City of Riverside Passes Budget, Moves Funds from Police to Help Homeless

Published: 6/18/2020



June 18, 2020



Phil Pitchford

Public Information Officer


[email protected]



City of Riverside Passes Budget, Moves Funds from Police to Help Homeless

Police Chief Larry Gonzalez volunteered to repurpose the funds to hire medical professionals

RIVERSIDE, Calif. – The City Council passed a 2020-21 budget that reduces spending by 10 percent and repurposes money that had been set aside for two additional police officers who would interact with individuals experiencing homelessness to instead hire nurses or other medical professionals to help.

The budget for the fiscal year that starts July 1 will be reviewed every three months to determine whether sales taxes and other types of revenue match up with amounts projected in the budget document. This is needed because it is not clear how much revenue the City can expect from these sources due to the uncertainty in the local economy created by the COVID-19 virus.

The City Council also agreed to shift to a new method of budgeting going forward. In a priority-based budgeting system, the City Council establishes priorities in ranked order, then allocates money according to those rankings. That is a shift from past practices, in which Riverside, like most cities, has budgeted according to each city department, with incremental changes from the prior year.

The City Council did not discuss at length whether to “defund the police” in response to the killing of George Floyd in Minnesota. But the approved budget delayed action on a new police headquarters for at least a year, saving $2.1 million in the 20-21 budget, and eliminated incentives that could have been used to hire new officers away from other departments.

··········

- **Work request**: Rewrite the Riverside budget article from the words "The City Council did" through "from other departments.", replacing "headquarters" with "station".

(Records from a collection)

··········

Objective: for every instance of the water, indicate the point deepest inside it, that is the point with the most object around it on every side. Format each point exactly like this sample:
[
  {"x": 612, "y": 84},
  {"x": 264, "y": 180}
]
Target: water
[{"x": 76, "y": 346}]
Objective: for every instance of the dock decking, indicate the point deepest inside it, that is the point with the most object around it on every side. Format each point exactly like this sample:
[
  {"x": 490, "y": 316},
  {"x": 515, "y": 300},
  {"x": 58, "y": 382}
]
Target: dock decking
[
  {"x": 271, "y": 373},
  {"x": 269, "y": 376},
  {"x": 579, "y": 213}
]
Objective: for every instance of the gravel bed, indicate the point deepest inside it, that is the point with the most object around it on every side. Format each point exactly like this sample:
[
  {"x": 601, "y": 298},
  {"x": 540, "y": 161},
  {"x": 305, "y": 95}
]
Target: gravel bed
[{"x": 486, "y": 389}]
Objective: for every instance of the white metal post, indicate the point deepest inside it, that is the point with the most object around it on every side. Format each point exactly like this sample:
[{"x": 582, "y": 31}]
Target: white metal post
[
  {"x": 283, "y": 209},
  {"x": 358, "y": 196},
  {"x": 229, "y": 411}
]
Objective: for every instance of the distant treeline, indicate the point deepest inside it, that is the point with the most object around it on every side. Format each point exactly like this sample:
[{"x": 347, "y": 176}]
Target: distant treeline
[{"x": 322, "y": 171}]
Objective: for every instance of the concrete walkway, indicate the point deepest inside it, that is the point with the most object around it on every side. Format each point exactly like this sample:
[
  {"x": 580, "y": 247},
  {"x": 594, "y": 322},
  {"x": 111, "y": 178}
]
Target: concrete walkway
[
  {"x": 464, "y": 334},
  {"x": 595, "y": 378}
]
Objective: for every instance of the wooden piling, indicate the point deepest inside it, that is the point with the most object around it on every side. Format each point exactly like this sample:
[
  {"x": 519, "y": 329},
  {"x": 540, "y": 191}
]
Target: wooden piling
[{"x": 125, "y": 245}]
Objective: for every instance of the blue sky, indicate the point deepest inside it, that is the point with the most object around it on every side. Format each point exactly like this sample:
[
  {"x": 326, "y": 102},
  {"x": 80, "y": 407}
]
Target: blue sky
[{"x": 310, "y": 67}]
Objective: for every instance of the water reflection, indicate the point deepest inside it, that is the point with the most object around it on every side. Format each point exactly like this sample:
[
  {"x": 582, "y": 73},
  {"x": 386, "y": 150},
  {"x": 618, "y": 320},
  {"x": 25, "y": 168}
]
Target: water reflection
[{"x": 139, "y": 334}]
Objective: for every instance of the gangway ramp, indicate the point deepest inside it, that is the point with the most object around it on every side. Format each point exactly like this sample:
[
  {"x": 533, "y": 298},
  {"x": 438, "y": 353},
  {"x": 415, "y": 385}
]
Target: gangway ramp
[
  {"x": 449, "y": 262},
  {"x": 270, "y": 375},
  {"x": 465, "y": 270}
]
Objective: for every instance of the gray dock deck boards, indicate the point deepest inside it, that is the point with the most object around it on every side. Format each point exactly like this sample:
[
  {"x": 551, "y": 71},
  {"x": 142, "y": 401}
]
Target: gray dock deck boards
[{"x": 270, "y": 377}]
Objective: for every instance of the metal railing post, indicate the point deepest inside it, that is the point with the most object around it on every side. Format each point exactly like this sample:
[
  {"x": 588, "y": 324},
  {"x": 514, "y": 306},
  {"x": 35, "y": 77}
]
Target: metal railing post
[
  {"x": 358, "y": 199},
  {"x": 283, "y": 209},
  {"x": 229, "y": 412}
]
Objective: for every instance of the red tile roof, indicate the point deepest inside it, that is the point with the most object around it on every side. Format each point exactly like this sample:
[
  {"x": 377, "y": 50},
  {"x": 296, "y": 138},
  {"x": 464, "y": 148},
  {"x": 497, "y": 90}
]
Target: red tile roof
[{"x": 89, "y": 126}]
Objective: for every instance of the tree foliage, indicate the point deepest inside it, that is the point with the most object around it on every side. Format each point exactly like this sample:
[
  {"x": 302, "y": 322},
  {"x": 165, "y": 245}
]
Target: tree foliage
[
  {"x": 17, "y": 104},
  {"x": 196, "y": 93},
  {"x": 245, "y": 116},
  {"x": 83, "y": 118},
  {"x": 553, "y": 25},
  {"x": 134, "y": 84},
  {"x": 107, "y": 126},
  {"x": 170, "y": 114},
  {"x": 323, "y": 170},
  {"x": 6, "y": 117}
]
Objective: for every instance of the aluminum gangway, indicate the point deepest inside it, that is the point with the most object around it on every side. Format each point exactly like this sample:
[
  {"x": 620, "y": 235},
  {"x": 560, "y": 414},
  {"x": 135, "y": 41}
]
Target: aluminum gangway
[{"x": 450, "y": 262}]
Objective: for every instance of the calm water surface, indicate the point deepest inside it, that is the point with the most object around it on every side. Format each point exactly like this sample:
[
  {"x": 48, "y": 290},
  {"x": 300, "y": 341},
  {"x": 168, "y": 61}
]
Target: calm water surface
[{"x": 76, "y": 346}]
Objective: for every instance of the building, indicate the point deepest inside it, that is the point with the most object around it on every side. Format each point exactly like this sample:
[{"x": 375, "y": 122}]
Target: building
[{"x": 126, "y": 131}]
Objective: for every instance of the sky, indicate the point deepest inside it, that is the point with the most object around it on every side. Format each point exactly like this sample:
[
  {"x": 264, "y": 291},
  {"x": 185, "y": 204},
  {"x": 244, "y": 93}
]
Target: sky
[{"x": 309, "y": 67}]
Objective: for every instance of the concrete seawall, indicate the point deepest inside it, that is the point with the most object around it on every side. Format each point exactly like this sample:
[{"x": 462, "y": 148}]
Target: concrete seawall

··········

- **Result of the task**:
The City Council did not discuss at length whether to “defund the police” in response to the killing of George Floyd in Minnesota. But the approved budget delayed action on a new police station for at least a year, saving $2.1 million in the 20-21 budget, and eliminated incentives that could have been used to hire new officers away from other departments.